RECORDS SUPPLIED »
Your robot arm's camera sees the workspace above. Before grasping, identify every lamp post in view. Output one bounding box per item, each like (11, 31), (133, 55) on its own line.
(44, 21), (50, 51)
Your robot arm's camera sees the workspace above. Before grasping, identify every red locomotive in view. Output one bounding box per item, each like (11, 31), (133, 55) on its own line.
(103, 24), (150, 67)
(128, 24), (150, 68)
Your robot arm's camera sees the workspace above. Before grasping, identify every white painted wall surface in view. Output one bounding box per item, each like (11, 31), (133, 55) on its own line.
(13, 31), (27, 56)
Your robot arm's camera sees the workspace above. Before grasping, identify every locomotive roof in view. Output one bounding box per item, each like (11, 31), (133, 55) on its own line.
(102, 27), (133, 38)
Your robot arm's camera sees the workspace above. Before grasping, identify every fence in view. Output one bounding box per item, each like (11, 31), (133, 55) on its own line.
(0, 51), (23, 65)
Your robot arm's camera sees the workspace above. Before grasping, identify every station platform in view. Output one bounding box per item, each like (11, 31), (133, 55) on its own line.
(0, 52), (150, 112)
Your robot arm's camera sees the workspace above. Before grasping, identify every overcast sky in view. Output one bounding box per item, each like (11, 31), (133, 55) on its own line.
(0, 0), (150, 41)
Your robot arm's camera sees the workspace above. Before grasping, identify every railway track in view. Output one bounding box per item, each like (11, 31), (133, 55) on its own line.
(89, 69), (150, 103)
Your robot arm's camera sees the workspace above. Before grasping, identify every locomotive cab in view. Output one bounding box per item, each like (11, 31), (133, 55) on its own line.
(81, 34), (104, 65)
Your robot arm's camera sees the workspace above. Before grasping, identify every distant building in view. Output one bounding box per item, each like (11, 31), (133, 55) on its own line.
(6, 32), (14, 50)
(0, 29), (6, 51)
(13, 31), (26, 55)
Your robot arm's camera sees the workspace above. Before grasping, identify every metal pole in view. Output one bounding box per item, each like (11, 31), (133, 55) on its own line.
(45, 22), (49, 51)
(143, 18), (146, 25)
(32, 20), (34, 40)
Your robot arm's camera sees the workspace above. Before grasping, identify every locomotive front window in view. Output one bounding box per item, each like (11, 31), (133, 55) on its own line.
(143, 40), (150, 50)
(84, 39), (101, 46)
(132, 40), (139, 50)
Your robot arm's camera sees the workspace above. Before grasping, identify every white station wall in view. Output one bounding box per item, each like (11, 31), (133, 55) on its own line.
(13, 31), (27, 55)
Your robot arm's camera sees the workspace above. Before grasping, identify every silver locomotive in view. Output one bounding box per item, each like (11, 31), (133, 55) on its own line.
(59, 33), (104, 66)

DIRECTION » Could you recast every line of the material above as a JSON list of strings, one string per line, with blank lines left out?

TASK RESPONSE »
[
  "Your robot arm's camera sees the workspace above. Before grasping, identify every lamp post in view. Output one bounding box per item, each like (11, 31), (133, 55) on its own line.",
  "(44, 21), (50, 51)",
  "Your robot arm's camera sees the workspace above. Before grasping, identify every red locomotive in view. Output one bounding box per item, each like (11, 31), (133, 55) on its own line.",
  "(103, 24), (150, 67)",
  "(128, 24), (150, 68)",
  "Your robot arm's camera sees the workspace above. Before grasping, identify every white painted wall surface in view. Output one bounding box per item, each like (11, 31), (133, 55) on its own line.",
  "(13, 31), (27, 56)",
  "Your robot arm's camera sees the workspace above. Before grasping, identify every locomotive roof in view. Output one bounding box per item, each like (11, 31), (133, 55) on its own line.",
  "(102, 27), (133, 38)",
  "Your robot arm's camera sees the workspace above. Before grasping, identify every fence in view. Output one bounding box per item, each like (11, 31), (133, 55) on its own line.",
  "(0, 51), (23, 65)",
  "Your robot arm's camera sees the workspace above. Before grasping, identify every station platform in view. Output one bounding box per item, each like (11, 31), (133, 55) on its own line.",
  "(0, 52), (150, 112)",
  "Your robot arm's camera sees the workspace above. Before grasping, identify every overcast sky in view. Output one bounding box per item, each like (11, 31), (133, 55) on its own line.",
  "(0, 0), (150, 41)",
  "Your robot arm's camera sees the workspace above. Before grasping, identify every railway track in view. Output one bounding box per item, each like (11, 31), (133, 55) on its own line.",
  "(89, 69), (150, 103)",
  "Your robot arm's camera sees the workspace above. Before grasping, identify every locomotive cab in view. Output one bounding box per item, each like (11, 31), (133, 55) on its own line.",
  "(81, 34), (104, 65)",
  "Your robot arm's camera sees the workspace above. Before grasping, identify every distant building in view. Output one bounding box per item, each like (11, 31), (133, 55) on its own line.",
  "(6, 32), (14, 50)",
  "(0, 29), (6, 51)",
  "(13, 31), (26, 55)",
  "Your robot arm's camera sees the workspace above. Before grasping, identify every metal pole in view. Output one bounding box per item, each like (11, 31), (133, 55) on its own line.",
  "(45, 22), (49, 51)",
  "(143, 18), (146, 25)",
  "(32, 20), (34, 40)",
  "Your robot arm's camera sees the workspace above. Before grasping, identify every locomotive front window in view. Output one bounding box per item, each like (11, 31), (133, 55) on its own line.",
  "(143, 40), (150, 50)",
  "(84, 39), (101, 46)",
  "(132, 40), (139, 50)",
  "Your robot arm's camera sees the workspace above. Before grasping, identify every white station wall in view. Output one bounding box per item, each like (11, 31), (133, 55) on its own line.",
  "(13, 31), (27, 55)",
  "Your robot arm's camera sees the workspace above. Before grasping, identify every silver locomotive in view. Output one bounding box per item, each like (11, 31), (133, 55) on its own line.",
  "(59, 33), (104, 66)"
]